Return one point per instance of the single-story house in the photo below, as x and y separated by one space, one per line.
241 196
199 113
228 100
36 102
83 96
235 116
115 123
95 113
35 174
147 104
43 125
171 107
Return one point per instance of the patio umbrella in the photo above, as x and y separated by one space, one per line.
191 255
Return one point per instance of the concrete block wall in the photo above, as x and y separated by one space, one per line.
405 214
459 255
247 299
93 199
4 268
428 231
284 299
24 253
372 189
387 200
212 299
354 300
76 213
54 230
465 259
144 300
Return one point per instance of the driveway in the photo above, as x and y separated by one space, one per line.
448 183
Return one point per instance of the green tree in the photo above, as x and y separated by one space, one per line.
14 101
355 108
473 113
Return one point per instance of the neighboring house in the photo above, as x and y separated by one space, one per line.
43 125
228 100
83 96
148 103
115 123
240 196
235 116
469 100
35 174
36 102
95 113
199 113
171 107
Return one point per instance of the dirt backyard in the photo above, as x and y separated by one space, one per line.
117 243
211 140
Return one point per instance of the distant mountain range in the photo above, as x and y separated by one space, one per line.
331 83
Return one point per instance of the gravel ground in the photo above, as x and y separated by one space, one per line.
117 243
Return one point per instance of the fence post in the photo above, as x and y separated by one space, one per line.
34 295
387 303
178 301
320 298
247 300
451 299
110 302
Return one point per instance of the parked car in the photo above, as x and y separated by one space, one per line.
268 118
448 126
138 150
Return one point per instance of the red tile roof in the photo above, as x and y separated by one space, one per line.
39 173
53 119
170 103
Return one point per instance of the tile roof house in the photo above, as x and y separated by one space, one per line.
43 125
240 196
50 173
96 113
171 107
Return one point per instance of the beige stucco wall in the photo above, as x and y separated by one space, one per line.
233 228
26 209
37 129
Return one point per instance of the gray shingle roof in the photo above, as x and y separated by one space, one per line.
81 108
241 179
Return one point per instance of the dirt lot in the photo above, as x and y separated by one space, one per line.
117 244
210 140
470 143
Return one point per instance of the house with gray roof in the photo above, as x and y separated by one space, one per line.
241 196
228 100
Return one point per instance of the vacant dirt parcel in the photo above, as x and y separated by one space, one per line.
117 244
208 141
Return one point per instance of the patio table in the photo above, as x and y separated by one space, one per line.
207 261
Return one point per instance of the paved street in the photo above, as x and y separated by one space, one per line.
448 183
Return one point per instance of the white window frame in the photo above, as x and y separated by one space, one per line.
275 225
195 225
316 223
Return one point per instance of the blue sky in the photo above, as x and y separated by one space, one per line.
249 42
━━━━━━━━
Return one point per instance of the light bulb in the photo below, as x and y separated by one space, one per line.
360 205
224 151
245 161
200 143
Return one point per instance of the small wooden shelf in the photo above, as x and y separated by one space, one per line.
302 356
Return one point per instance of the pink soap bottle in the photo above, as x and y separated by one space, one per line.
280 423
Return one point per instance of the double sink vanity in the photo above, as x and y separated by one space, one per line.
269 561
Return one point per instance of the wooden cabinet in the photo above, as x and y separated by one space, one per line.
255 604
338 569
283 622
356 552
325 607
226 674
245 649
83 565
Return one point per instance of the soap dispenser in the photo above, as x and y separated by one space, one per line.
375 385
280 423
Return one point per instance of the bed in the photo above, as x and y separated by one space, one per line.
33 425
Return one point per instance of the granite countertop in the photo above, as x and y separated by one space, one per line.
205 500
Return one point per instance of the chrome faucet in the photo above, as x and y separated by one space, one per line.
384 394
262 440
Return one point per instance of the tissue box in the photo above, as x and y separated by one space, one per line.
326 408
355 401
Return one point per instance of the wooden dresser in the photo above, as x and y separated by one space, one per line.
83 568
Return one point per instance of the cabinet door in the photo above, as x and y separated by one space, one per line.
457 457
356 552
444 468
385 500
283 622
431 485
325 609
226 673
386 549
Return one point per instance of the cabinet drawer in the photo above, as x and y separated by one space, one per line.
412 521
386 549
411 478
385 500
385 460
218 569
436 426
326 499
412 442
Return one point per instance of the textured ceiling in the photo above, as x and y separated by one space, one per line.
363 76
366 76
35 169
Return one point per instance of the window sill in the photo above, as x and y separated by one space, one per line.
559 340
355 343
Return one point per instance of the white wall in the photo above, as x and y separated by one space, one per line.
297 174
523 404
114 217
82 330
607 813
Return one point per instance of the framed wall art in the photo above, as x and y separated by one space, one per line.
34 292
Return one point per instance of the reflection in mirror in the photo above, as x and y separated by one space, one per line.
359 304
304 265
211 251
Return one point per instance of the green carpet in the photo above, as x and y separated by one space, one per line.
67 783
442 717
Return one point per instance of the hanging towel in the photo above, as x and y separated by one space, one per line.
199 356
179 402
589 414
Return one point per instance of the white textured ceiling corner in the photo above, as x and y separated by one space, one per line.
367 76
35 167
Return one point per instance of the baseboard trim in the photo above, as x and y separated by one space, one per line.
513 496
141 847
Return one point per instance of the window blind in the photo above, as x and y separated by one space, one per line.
━━━━━━━━
* WHAT THE TASK REQUIRES:
For this exercise, please output exactly the lines above starting at the line with "Return one point per instance of the cabinet drawer" and ending at the line with "Return one point per instance of the window blind", ends included.

* SOLUTION TO THIS TASK:
Return one point per instance of the cabinet drawer in the photo above, as x and y separated by one space, one per line.
412 521
386 549
411 478
385 500
385 460
218 569
436 426
326 499
412 442
Return one point per instance of the textured ceiling in the photo above, as x and y separated by one space, one per line.
363 76
366 76
35 169
Return one point per instance of the window sill in the photo above, as x and y separated by one space, one per line.
559 340
355 343
Return one point per instance of the white wall in the photo above, as x and y separated by one space, one per line.
297 174
523 404
114 217
82 330
607 813
Return one point per instance of the framed wall art in the photo above, as x and y separated by one space, one per line.
34 292
Return one point per instance of the reflection in mirror in the photo above, as x and y separated by one space, one per line.
359 304
304 265
211 251
Return one point per instance of the green carpet in the photo above, as x and y separated by one space, one per line.
67 783
442 717
Return one point per instance of the hanging towel in the photo above, as x and y separated by one space, one per line.
199 356
179 402
589 414
Return one point per instance of the white textured ceiling corner in the photo above, as x and y separated by one space, one per line.
367 76
35 167
Return one point per instance of the baseboard trim in the photo above, as x and y separated by one space, one per line.
513 496
141 847
Return one point per instance of the window blind in the photo above, as x and y separated by one space, one per line.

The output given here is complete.